Reproduce every one of the following items as a numbered list, omitting any blank lines.

### Raw data
━━━━━━━━━━

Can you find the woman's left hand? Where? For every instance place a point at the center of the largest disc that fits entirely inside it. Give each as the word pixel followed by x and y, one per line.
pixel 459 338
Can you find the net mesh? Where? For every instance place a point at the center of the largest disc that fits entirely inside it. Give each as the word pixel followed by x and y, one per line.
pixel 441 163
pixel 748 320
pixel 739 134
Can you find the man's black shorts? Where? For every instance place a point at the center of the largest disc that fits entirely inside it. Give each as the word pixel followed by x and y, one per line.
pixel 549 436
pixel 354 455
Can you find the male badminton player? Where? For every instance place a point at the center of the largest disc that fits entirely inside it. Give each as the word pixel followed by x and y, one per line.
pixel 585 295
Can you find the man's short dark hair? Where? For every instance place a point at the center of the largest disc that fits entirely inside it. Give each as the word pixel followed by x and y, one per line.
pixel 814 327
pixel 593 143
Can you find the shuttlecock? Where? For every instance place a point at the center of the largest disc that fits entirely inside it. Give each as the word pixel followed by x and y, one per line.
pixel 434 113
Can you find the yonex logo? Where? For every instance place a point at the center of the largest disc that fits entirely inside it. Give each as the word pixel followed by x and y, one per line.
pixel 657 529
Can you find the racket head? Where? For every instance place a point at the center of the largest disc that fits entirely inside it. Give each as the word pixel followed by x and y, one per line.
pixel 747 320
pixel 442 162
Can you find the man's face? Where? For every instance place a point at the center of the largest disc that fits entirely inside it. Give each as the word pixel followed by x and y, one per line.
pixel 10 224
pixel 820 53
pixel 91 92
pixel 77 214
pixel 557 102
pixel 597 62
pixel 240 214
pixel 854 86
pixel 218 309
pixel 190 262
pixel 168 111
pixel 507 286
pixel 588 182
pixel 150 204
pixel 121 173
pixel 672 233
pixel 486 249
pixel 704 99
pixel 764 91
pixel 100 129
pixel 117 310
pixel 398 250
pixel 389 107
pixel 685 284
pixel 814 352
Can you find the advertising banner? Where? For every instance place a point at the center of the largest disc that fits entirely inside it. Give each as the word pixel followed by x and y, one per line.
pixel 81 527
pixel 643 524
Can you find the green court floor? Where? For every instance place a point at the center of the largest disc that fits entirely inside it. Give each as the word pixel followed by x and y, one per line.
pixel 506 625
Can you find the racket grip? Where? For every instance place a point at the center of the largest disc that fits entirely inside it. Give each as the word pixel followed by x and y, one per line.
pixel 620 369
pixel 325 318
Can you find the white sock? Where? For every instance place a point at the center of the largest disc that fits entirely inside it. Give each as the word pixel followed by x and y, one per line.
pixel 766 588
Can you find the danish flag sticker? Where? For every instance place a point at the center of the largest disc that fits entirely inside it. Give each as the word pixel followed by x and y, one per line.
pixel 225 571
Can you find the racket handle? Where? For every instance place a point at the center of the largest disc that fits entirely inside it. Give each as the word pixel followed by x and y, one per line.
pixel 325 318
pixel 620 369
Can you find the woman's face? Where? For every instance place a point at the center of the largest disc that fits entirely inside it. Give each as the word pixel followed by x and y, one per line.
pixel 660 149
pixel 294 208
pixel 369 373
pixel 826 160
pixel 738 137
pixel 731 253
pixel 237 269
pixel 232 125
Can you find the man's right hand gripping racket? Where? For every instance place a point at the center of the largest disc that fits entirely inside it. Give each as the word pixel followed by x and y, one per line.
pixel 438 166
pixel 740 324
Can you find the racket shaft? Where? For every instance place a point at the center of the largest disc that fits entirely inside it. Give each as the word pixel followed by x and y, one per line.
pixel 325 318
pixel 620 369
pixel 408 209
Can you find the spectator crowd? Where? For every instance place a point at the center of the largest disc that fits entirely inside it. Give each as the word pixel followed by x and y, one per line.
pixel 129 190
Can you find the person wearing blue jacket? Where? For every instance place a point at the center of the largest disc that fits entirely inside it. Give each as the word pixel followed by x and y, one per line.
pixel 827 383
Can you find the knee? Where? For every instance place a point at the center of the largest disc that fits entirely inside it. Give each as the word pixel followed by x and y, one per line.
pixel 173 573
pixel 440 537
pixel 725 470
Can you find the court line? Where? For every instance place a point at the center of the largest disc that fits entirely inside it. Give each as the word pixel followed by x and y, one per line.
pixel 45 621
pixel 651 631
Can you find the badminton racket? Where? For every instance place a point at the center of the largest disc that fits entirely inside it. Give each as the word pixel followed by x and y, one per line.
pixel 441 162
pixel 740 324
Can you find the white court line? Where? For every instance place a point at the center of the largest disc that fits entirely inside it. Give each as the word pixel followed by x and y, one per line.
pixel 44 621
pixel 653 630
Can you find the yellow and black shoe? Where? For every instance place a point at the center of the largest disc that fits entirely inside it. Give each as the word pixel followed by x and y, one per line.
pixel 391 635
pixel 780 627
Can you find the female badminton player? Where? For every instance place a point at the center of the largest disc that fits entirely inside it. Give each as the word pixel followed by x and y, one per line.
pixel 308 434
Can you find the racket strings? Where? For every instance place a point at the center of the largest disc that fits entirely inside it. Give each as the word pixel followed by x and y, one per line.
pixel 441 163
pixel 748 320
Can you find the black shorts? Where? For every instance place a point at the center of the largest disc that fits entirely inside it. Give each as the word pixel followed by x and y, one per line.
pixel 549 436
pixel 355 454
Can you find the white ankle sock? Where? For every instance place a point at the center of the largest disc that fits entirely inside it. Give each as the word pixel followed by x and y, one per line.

━━━━━━━━━━

### Correct output
1. Can you find the woman's left hand? Where? For every instance place a point at the center of the largest disc that fits entirely inside it. Give each as the word pixel followed by x and y, one per line.
2. pixel 459 338
3. Can you find the net mesh? Where? For every instance place a point at the center of the largest disc that fits entirely inside it. Give each as the word pixel followed by x and y, one per line.
4. pixel 441 163
5. pixel 748 320
6. pixel 739 134
7. Can you find the man's black shorts? Where? For every instance place a point at the center of the largest disc that fits entirely inside it. Give each as the word pixel followed by x and y, one per line.
8. pixel 549 436
9. pixel 354 455
10. Can you find the male badminton player? Where? For every instance place a point at the center of the largest disc that fits entirely inside it. Give each as the word pixel followed by x and y, one per line.
11. pixel 585 295
12. Can you find the man's short dark hair? Where? For every instance place a point at the center of the largest disc that fits entirely inside it. Give each as the word pixel followed by x and y, one per line.
13. pixel 814 327
14. pixel 593 143
15. Can you find the shuttlecock? Where? For every instance place a point at the center of the largest disc that fits entirely inside it. Give each as the word pixel followed by x and y, one per line.
16. pixel 434 113
17. Can you find the yonex logo? Where? For every instance place a point at the center of the largest disc that fits entirely inside it. Give each as the word pixel followed by x and y, one per line.
18. pixel 657 529
19. Can you find the racket head? Where? For every instance place a point at the center of the largest disc that fits entirely inside it. Give each as the word pixel followed by x and y, one per line.
20. pixel 747 320
21. pixel 442 162
22. Can you find the man's face? Where? For every instance place a point at the center of the largest disc that fits entirely inside it. Give each as the word pixel followed by x and y, one per line.
23. pixel 10 224
24. pixel 820 53
25. pixel 91 92
26. pixel 77 214
27. pixel 557 102
28. pixel 597 62
29. pixel 240 214
30. pixel 854 86
31. pixel 218 309
32. pixel 190 262
33. pixel 168 111
34. pixel 507 286
35. pixel 588 182
36. pixel 150 204
37. pixel 121 173
38. pixel 672 233
39. pixel 486 249
40. pixel 704 99
41. pixel 764 91
42. pixel 100 129
43. pixel 117 310
44. pixel 398 250
45. pixel 389 107
46. pixel 685 284
47. pixel 814 352
48. Can you find the advertising banner? Where? For every instance place a point at the center of the largest disc that fits entirely inside it. Give each as the word pixel followed by x and y, one per line.
49. pixel 81 527
50. pixel 643 524
51. Can you find the green court floor? Where? For every instance place a point at the center of the largest disc that fits entirely inside it. Give each as the word pixel followed by x and y, one per line.
52. pixel 506 625
53. Can you find the racket grip? Where? For every instance place a point at the center of the largest disc that fits entirely inside it. Give each as the word pixel followed by x and y, one per line.
54. pixel 620 369
55. pixel 325 318
56. Can you find the white sock? Where? For every instance place a point at the center of the largest disc that fits entirely inside it. Give each as the word pixel followed by x and y, one per line.
57. pixel 766 588
58. Can you find the danish flag sticker? Where? For every instance place a point at the center of the largest disc that fits entirely inside it. Give each as the word pixel followed by x and y, one per line.
59. pixel 225 571
60. Can you find the racket handle? Where? For every instance place a point at the center of the largest disc that fits entirely inside it. Give each as the word pixel followed by x and y, one per line.
61. pixel 325 318
62. pixel 620 369
63. Can you find the woman's face? Where? For every instance place a point at the center of the largest disc that fits entirely inside it. Give each as the word pixel followed by x and y, one per line.
64. pixel 660 149
65. pixel 294 208
66. pixel 369 373
67. pixel 826 160
68. pixel 738 137
69. pixel 731 253
70. pixel 237 269
71. pixel 232 125
72. Can you find the man's right hand gripping racket? Where? For every instance place a point at the center of the largest disc that fits entirely inside it. Give each as the word pixel followed by x and y, one per line.
73. pixel 438 166
74. pixel 740 324
75. Can you find the racket shaft? Where? For every instance place a point at the center of the largest disc that fits entirely inside it. Give each as the word pixel followed by x and y, one per line.
76. pixel 325 318
77. pixel 620 369
78. pixel 408 209
79. Can you find the spectator crowd? Where? For every instance place a point at the center of the largest disc that fits entirely inside it. Give each as the word pixel followed by x and y, one per line.
80. pixel 129 190
81. Can you find the person wearing blue jacket? Where? For every instance place a point at the center of the largest disc that fits entirely inside it. Give each as the word pixel followed by x and y, one per line.
82. pixel 827 383
83. Can you find the knee? Where? For every instance place a point at the center of the largest disc that fits entirely inside it. Give each as the word pixel followed by x and y, one per line.
84. pixel 173 573
85. pixel 440 537
86. pixel 725 470
87. Can you find the court line? Where? For every instance place a point at the center of the largest disc that fits entirely inside it. Give each as the word pixel followed by x and y, one per line.
88. pixel 45 621
89. pixel 651 631
90. Can you find the badminton racket? Where? For every instance place a point at the center of the largest disc that fits entirely inside it. Give each as the word pixel followed by x and y, one per line.
91. pixel 441 162
92. pixel 740 324
93. Can you find the white court line? Where? For every instance place a point at the center of the largest disc that fits entirely inside it. Give each as the word pixel followed by x and y, one per line.
94. pixel 44 621
95. pixel 653 630
96. Can you find the yellow and black shoe? Where? For every instance place a point at the center of the largest disc that fits entirely inside it. Give each as the word pixel followed by x and y, one per line.
97. pixel 391 635
98. pixel 780 627
99. Can you find the female badminton player? Where? For every instance place a point at the center of the largest disc that fits entirely inside it. Give each as the word pixel followed by x and y, one per line.
100. pixel 308 434
101. Can you find the racket strings? Where? For every instance place a point at the center of the largest disc that fits entirely inside it. Give each as the word pixel followed by x and y, one per line.
102. pixel 441 163
103. pixel 748 320
104. Can you find the black shorts? Where? For every instance place a point at the center of the largest disc that fits entirely inside it. Give each as the word pixel followed by x and y, one per line.
105. pixel 549 436
106. pixel 355 454
107. Can you find the white ankle sock? Where? For every instance place a point at the center of the largest disc that fits entirely inside it. Give each as the word pixel followed by x and y, one per line.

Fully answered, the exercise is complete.